## [TASKS TO COMPLETE]
1: Using the lab page below on Linux kernel capabilities, decide whether each statement agrees with it. Answer yes or no for each, and quote the deciding words from the page. (a) CAP_CHOWN occupies bit 0. (b) A rootless process on the host holds a full set of capabilities. (c) By default, a container running as root has a filtered set of capabilities.
2: According to the lab page below on Linux kernel capabilities, why can a process whose CapEff bitmask is 0x0 not run chown or chgrp on a file it does not own? Answer in one to three sentences.
3: Extend the lab page below on Linux kernel capabilities, starting after its final line, "Exploring the capabilities of containers."

# start of DOCUMENT SECTION

Lab 4.0 - Linux kernel capabilities

Return to Workshop

Containers provide a certain degree of process isolation via kernel namespaces. In this module, we’ll examine the capabilities of a process running in a containerized namespace. Specifically we’ll look at how Linux capabilities can be used to grant a particular or subset of root privileges to a process running in a container.

It would be worth taking a few minutes to read this blog post before beginning this lab.

Capabilities

Capabilities are distinct units of privilege that can be independently enabled or disabled.

Start by examining the Linux process capabilities header file.

vim -R /usr/include/linux/capability.h

Turn on line numbering in vim.

:set number

The capability bit mask definitions begin around line 103. Each capability is defined by a bit position followed by a short description. For example, the first capability is CAP_CHOWN (bit 0). This capability grants permission to change the ownership of files.

103 /*
104  ** POSIX-draft defined capabilities.
105  **/
106
107 /* In a system with the [_POSIX_CHOWN_RESTRICTED] option defined, this
108    overrides the restriction of changing file ownership and group
109    ownership. */
110
111 #define CAP_CHOWN            0

Exit vim:

:q

Now examine the capabilities bit mask of a rootless process running on the host.

grep CapEff /proc/self/status
CapEff:	0000000000000000

The bitmask returned is 0x0 meaning this process does not have any capabilities. For example, since bit 0 is not set (CAP_CHOWN) a process with this CapEff bitmask can not execute chown or chgrp on a file that it does not own.

Now examine the capabilities bit mask of a root process on the host.

sudo grep CapEff /proc/self/status
CapEff:	000000ffffffffff

Notice that all 38 capability bits are set indicating this process has a full set of capabilities. In a later exercise, you’ll discover that a container running as root has a filtered set of capabilities by default but this can be changed at run time.

The capsh command can decode a capabilities bitmask into a human readable output. Try it out!

capsh --decode=ffffffffff
0x000000ffffffffff=cap_chown,cap_dac_override,cap_dac_read_search,cap_fowner,cap_fsetid,cap_kill,cap_setgid,cap_setuid,cap_setpcap,cap_linux_immutable,cap_net_bind_service,cap_net_broadcast,cap_net_admin,cap_net_raw,cap_ipc_lock,cap_ipc_owner,cap_sys_module,cap_sys_rawio,cap_sys_chroot,cap_sys_ptrace,cap_sys_pacct,cap_sys_admin,cap_sys_boot,cap_sys_nice,cap_sys_resource,cap_sys_time,cap_sys_tty_config,cap_mknod,cap_lease,cap_audit_write,cap_audit_control,cap_setfcap,cap_mac_override,cap_mac_admin,cap_syslog,cap_wake_alarm,cap_block_suspend,cap_audit_read,38,39

NOTE: for those interested, capability '38' allows the following:

* CAP_PERFMON relaxes the verifier checks further:
 * - BPF progs can use of pointer-to-integer conversions
 * - speculation attack hardening measures are bypassed
 * - bpf_probe_read to read arbitrary kernel memory is allowed
 * - bpf_trace_printk to print kernel memory is allowed

NOTE: for those interested, capability '39' allows the following:

 * CAP_BPF allows the following BPF operations:
 * - Creating all types of BPF maps
 * - Advanced verifier features
 *   - Indirect variable access
 *   - Bounded loops
 *   - BPF to BPF function calls
 *   - Scalar precision tracking
 *   - Larger complexity limits
 *   - Dead code elimination
 *   - And potentially other features
 * - Loading BPF Type Format (BTF) data
 * - Retrieve xlated and JITed code of BPF programs
 * - Use bpf_spin_lock() helper

In comparison, '200' indicates the immutable capability (CAP_LINUX_IMMUTABLE):

capsh --decode=200
0x0000000000000200=cap_linux_immutable

Exploring the capabilities of containers.

# end of DOCUMENT SECTION
# start of PROVIDED RECORDS

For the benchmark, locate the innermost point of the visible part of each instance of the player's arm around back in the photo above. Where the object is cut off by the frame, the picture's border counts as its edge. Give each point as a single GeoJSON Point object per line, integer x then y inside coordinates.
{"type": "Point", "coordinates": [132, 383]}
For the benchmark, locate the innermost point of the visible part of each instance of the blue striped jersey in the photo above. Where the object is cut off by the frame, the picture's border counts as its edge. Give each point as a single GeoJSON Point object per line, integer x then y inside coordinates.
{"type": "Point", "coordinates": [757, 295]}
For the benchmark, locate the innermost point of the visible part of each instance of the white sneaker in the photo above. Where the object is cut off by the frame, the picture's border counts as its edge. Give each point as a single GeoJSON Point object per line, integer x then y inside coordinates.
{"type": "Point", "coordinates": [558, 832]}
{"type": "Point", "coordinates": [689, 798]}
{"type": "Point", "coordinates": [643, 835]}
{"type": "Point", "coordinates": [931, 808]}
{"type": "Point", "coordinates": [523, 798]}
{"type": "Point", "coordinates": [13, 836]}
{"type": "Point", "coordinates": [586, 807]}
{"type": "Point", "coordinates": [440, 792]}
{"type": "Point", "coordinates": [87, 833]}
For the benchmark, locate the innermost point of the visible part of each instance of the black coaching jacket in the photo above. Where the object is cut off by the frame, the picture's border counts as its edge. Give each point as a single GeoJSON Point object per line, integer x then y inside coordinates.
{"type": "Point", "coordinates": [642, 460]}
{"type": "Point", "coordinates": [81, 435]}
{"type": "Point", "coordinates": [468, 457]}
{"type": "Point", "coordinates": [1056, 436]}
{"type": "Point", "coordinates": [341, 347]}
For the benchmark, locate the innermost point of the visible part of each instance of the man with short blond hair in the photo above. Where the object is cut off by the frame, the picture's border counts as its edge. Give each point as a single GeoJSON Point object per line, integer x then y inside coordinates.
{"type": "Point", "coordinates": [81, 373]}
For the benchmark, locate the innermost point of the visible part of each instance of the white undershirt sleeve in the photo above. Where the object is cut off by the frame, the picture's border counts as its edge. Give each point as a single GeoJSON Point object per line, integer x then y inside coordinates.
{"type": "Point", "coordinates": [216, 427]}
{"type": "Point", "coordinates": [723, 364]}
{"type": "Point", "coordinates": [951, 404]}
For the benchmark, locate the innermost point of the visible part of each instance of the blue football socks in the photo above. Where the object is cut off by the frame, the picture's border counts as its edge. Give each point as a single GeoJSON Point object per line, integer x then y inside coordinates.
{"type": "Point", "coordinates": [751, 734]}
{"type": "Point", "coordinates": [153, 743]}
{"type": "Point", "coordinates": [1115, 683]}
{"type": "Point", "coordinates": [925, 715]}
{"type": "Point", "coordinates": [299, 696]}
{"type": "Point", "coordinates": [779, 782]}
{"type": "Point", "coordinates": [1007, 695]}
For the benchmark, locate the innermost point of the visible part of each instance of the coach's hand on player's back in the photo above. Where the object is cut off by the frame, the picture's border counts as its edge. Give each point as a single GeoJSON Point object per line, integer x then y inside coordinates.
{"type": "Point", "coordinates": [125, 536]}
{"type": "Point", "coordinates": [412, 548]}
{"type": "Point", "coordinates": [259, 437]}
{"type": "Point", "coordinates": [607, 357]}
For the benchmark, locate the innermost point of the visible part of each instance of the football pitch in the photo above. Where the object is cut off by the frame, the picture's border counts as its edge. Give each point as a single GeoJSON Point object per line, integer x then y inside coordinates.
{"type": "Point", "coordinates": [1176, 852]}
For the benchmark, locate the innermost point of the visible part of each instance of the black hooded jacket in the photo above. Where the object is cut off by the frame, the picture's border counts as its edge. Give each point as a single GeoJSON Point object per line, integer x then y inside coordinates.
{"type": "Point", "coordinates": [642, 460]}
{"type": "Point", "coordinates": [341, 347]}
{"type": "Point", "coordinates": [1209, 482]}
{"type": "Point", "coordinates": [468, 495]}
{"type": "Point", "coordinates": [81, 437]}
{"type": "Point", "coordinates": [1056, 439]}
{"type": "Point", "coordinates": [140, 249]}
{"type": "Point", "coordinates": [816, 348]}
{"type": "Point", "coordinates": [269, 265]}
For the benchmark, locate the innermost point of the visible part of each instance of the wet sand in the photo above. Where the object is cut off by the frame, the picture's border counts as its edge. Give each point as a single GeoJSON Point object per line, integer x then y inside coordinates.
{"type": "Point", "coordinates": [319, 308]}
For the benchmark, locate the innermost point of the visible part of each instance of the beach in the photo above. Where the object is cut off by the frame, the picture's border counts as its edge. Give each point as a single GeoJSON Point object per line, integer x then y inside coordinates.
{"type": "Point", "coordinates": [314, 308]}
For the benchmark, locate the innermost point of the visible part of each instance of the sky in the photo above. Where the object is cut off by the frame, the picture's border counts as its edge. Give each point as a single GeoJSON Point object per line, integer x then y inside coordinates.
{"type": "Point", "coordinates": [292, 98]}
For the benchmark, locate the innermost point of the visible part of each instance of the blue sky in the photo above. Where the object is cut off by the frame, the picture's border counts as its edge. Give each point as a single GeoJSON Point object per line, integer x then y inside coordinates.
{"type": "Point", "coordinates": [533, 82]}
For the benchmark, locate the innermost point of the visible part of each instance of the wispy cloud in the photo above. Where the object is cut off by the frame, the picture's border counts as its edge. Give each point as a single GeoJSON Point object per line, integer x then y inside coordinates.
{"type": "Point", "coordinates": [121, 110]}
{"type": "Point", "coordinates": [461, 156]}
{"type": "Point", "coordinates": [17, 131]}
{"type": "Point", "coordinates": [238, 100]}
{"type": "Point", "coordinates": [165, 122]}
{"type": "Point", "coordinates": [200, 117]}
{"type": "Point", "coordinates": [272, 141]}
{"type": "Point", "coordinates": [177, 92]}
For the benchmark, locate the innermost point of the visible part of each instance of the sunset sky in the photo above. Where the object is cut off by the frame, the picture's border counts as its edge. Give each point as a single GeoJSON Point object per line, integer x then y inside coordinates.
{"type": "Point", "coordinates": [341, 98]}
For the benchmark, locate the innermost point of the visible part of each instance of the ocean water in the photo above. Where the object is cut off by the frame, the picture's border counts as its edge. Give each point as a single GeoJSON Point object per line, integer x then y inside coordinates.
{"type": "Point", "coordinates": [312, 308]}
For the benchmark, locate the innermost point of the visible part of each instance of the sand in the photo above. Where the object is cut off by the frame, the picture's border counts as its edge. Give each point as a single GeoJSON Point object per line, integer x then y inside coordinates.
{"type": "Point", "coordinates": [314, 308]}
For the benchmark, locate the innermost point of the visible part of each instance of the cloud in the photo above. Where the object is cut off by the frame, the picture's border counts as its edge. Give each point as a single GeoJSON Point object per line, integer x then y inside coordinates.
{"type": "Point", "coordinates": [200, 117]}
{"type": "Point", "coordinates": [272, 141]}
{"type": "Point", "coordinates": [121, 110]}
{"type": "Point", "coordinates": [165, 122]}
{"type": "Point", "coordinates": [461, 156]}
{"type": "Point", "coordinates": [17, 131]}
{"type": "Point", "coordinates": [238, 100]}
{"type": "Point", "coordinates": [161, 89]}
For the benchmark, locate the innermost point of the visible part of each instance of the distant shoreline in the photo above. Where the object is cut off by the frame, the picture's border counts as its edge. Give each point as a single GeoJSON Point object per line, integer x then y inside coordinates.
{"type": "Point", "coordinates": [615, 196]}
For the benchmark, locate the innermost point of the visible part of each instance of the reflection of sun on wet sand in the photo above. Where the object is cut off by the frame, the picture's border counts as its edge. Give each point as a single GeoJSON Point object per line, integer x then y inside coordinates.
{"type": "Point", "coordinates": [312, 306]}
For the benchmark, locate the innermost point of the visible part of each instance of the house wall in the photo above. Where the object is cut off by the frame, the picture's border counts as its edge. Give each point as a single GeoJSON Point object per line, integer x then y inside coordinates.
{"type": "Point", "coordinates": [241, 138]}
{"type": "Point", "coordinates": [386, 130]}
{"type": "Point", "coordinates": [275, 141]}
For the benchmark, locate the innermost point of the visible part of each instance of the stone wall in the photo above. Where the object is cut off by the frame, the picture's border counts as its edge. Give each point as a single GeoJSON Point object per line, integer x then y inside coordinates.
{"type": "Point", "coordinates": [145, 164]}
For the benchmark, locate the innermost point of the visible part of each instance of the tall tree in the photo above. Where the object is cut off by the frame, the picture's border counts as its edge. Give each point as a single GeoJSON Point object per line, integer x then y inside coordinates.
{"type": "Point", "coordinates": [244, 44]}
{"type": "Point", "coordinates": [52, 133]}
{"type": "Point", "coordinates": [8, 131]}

# end of PROVIDED RECORDS

## [ANSWERS IN ORDER]
1:
(a) Yes: "the first capability is CAP_CHOWN (bit 0)."
(b) No: "The bitmask returned is 0x0 meaning this process does not have any capabilities."
(c) Yes: "a container running as root has a filtered set of capabilities by default but this can be changed at run time."

2: Bit 0, which corresponds to CAP_CHOWN, is not set in that bitmask. CAP_CHOWN is the capability that grants permission to change the ownership of files, so without it the process cannot change the owner or group of a file that belongs to someone else.

3:
A non-null CapEff value indicates the process has some capabilities. You will discover that the capabilities of a container are often less than what a root process has running on the host.

Start by running a rootless container as --user=32767 and look at it’s capabilities.

podman run --rm -it --user=32767 registry.access.redhat.com/ubi8/ubi grep CapEff /proc/self/status
CapEff:	0000000000000000

Next run a rootless container as --user=0 and look at it’s capabilities. Note that it’s capabilities are filtered from that of a root process on the host.

podman run --user=0 --rm -it registry.access.redhat.com/ubi8/ubi grep CapEff /proc/self/status
CapEff:	00000000a80425fb

Now run a container as privileged and compare the results to the previous exercises. What conclusions can you draw?

sudo podman run --user=0 --rm -it --privileged registry.access.redhat.com/ubi8/ubi grep CapEff /proc/self/status
CapEff: 000000ffffffffff

Examining container processes

Run a container in the background that runs for a few minutes.

podman run --user=0 --name=sleepy -it -d registry.access.redhat.com/ubi8/ubi sleep 999

Use podman top to examine the container’s capabilities.

podman top sleepy capeff
EFFECTIVE CAPS
AUDIT_WRITE,CHOWN,DAC_OVERRIDE,FOWNER,FSETID,KILL,MKNOD,NET_BIND_SERVICE,NET_RAW,SETFCAP,SETGID,SETPCAP,SETUID,SYS_CHROOT

Try out the following very useful shortcut (-l). It tells podman to act on the latest container it is aware of:

podman top -l capeff

Podman top has many additional format descriptors you can check out.

podman top -h

Capabilities Challenge #1

How could you determine which capabilities podman filters from a root process running in a container?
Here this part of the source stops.